● **RECORDS SHOWN**
---*---
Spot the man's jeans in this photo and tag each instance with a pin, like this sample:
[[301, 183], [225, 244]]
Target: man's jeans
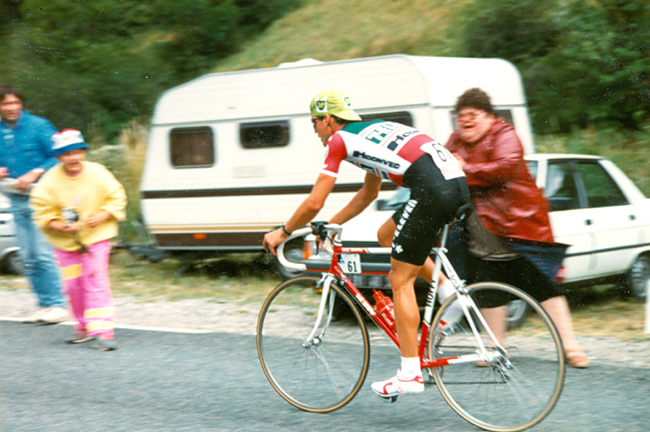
[[36, 254]]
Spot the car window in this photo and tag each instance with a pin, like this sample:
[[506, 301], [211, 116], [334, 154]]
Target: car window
[[532, 168], [600, 188], [561, 191]]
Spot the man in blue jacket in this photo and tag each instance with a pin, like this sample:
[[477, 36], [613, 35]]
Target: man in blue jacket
[[25, 144]]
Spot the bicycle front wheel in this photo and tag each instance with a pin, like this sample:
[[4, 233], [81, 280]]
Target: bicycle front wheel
[[321, 373], [510, 388]]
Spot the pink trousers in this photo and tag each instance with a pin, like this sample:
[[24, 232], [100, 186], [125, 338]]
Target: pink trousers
[[86, 282]]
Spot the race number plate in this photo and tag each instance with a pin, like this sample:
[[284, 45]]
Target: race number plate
[[350, 263]]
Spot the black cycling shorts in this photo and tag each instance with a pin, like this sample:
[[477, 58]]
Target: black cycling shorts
[[434, 201]]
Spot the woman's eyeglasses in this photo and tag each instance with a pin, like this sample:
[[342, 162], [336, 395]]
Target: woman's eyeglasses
[[468, 115]]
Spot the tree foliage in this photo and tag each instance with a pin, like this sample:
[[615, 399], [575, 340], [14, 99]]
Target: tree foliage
[[584, 62], [97, 64]]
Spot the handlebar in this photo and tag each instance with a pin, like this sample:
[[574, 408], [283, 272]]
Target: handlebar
[[317, 230]]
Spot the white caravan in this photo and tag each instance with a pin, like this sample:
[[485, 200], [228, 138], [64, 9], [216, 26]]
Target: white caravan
[[232, 155]]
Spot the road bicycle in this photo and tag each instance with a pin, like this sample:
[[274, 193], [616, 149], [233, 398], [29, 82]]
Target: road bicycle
[[314, 346]]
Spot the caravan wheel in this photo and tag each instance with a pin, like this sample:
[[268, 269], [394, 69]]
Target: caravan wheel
[[292, 252]]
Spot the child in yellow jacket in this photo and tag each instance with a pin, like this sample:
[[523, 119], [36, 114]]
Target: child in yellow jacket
[[78, 205]]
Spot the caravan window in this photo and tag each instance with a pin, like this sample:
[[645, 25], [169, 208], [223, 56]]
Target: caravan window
[[192, 147], [401, 117], [264, 135]]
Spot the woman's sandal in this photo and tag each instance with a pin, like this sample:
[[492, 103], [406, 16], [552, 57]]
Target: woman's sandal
[[576, 358]]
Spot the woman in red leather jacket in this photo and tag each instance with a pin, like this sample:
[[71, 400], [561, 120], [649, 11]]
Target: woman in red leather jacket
[[510, 205]]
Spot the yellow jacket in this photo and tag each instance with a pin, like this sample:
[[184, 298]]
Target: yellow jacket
[[93, 190]]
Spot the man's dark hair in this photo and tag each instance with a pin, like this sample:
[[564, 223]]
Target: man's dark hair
[[8, 89], [475, 98]]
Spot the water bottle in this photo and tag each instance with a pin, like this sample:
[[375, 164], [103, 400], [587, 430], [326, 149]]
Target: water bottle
[[384, 305]]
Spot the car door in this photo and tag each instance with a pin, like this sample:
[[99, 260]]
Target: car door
[[571, 220], [615, 221]]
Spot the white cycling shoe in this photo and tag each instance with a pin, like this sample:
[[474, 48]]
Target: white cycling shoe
[[398, 385]]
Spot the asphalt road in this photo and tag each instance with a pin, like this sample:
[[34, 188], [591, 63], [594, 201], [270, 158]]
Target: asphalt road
[[164, 381]]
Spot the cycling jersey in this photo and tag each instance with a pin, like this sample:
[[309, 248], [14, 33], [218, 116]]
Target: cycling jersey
[[387, 150]]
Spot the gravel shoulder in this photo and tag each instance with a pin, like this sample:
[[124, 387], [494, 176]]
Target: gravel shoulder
[[207, 315]]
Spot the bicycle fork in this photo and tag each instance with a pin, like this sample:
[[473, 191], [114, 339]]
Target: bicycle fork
[[312, 340]]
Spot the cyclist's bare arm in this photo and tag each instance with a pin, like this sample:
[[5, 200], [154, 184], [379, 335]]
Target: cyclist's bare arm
[[304, 213], [366, 195]]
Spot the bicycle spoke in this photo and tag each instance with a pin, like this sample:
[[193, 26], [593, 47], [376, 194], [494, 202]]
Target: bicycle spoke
[[321, 374], [509, 393]]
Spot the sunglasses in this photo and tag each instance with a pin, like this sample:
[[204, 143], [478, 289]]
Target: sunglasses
[[314, 120]]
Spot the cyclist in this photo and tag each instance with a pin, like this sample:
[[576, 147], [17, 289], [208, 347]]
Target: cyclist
[[409, 158]]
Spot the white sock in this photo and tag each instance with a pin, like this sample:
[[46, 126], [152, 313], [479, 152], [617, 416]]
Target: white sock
[[410, 367]]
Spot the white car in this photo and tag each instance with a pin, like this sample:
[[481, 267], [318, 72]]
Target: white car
[[594, 207], [9, 250]]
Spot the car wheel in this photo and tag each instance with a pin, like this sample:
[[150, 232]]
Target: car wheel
[[517, 311], [13, 264], [637, 279]]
---*---
● **WHAT YOU HAVE TO DO**
Restate the whole listing above exactly, please, omitting every image.

● **EXERCISE RESULT**
Spot the man's jeans in this photo and tag each instance with a pin, like this sample:
[[301, 183], [225, 244]]
Target: man's jeans
[[36, 254]]
Spot the car window in this photo and tag each instance with a pin, like this sample:
[[506, 301], [211, 116], [334, 154]]
Target: car window
[[532, 168], [600, 188], [561, 191]]
Spot the man in blue jacket in this photo and tag each instance with a pin, like this sample:
[[477, 36], [613, 35]]
Target: man in blue jacket
[[25, 144]]
Spot the bicycle front wheel in this photo and tag each instance with a pin, like this sample:
[[4, 233], [81, 280]]
Target: bicycle front wheel
[[321, 373], [510, 388]]
Spot the pink trousers in this photo and tag each instance with a pin, like this sample:
[[24, 232], [100, 186], [125, 338]]
Target: pink trousers
[[86, 282]]
Spot the race number plate in this photo and tag each instance with a pin, like this sample:
[[284, 45]]
Target: race number plate
[[350, 263]]
Spot the black cycling shorts in this photo and tag each instance with a pin, like this sample:
[[477, 58]]
Target: black cycling shorts
[[434, 201]]
Spot the woman's eyeglasses in this photo and tag each instance with a pin, like this sample:
[[342, 162], [336, 395]]
Target: woman's eyeglasses
[[468, 115]]
Spot the tree foliage in this photo and tag each instance with a pin, like this sample:
[[615, 399], [575, 340], [14, 99]]
Target: tree foliage
[[584, 62], [97, 64]]
Spot the handlebar in this photo and tag each instance with a pin, like this sample:
[[574, 408], [283, 272]]
Target: handlebar
[[317, 230]]
Spot the white caravan in this photo and tag each instance with a pin, like this sample:
[[485, 200], [228, 138], [64, 9], [216, 26]]
Target: white caravan
[[232, 155]]
Spot the road bicycle in this photo and tag each instance with a pin, like this sample:
[[274, 193], [616, 149], [233, 398], [29, 82]]
Target: road bicycle
[[314, 346]]
Spot the caravan wheel in this photo and tag each instance with a pin, like this sample:
[[268, 269], [394, 69]]
Target: caravan wheel
[[292, 252]]
Spot the child in yellow jacket in this photo and tag each instance with a pin, like this sample:
[[523, 119], [36, 114]]
Target: child in yellow jacket
[[78, 205]]
Spot the caravan window in this photo and tag each instance with a pin, like this sample:
[[645, 25], [169, 208], [223, 56]]
Target: caravan window
[[192, 147], [401, 117], [264, 135]]
Spot the woman's sandal in this photo and tag each instance with a pin, like this sample:
[[492, 103], [406, 16], [552, 57]]
Target: woman's sandal
[[576, 358]]
Spot the woman in red leather jacket in this photo and tag each instance with a pin, like this sample:
[[71, 400], [561, 120], [649, 11]]
Target: woman in red leather jacket
[[510, 205]]
Spot the yellow jacket in this photo and tag each instance with a pin, like this sample:
[[184, 298]]
Target: yellow jacket
[[93, 190]]
Spot the man's dark hair in this photo and tag each instance with a pin, like this sample:
[[564, 223]]
Target: man's dark hair
[[8, 89], [475, 98]]
Spot the water bottle in this photo and tag each instance with a pin, like this sample:
[[375, 164], [103, 400], [587, 430], [326, 149]]
Target: water bottle
[[384, 305]]
Spot the car door in this photo and tag each instance with a pin, like this sample:
[[99, 260]]
Target: car door
[[571, 220], [615, 221]]
Spot the white cycling shoe in this photo and tag each instance with a pin, like this sample:
[[474, 48]]
Target: white cycling shoe
[[398, 385]]
Spot the asphalt road in this photo and tag each instance with a pin, like this sample:
[[34, 188], [591, 63], [594, 201], [270, 158]]
Target: asphalt road
[[164, 381]]
Spot the cycling jersey in this photo and tag each instance with a pin, like this sample:
[[309, 248], [14, 33], [218, 116]]
Target: cycling jersey
[[387, 150]]
Spot the gravel shoulder in this photo and tag each instance with a pin, like this sample:
[[124, 387], [494, 176]]
Target: gravel shoulder
[[207, 315]]
Spot the bicycle fork in this photo and tag each instance with a pin, like this sample:
[[473, 191], [114, 339]]
Target: bicycle fork
[[312, 340]]
Spot the cyclist's bare arm in this photo and tag each instance with a pin, like this sample:
[[5, 200], [154, 184], [379, 335]]
Target: cyclist's bare arm
[[304, 213], [366, 195]]
Spot the bicycle spoke in this photo and tag each instance with a pin, like this sample:
[[193, 26], [593, 47], [376, 194], [494, 202]]
Target: bicycle spoke
[[321, 374], [509, 393]]
Spot the sunglasses in this photo and tag each instance with a pin, like this sample:
[[204, 143], [478, 289]]
Target: sunglasses
[[314, 120]]
Spot the cyclist in this photo and tag each instance with a pin, like this sample:
[[576, 147], [17, 289], [208, 347]]
Target: cyclist
[[409, 158]]
Spot the white sock in this photo and tag each instance with a pin, like this sample:
[[46, 126], [152, 313], [479, 152], [617, 416]]
Target: white sock
[[410, 367]]
Spot the white car in this photo and tag each instance with a pin, like this sample:
[[481, 267], [318, 72]]
Target: white car
[[594, 207], [9, 250]]
Spot the car wheel in this photo and tag each instance with a pin, like this sample:
[[150, 232]]
Target: car wheel
[[517, 311], [13, 264], [637, 279]]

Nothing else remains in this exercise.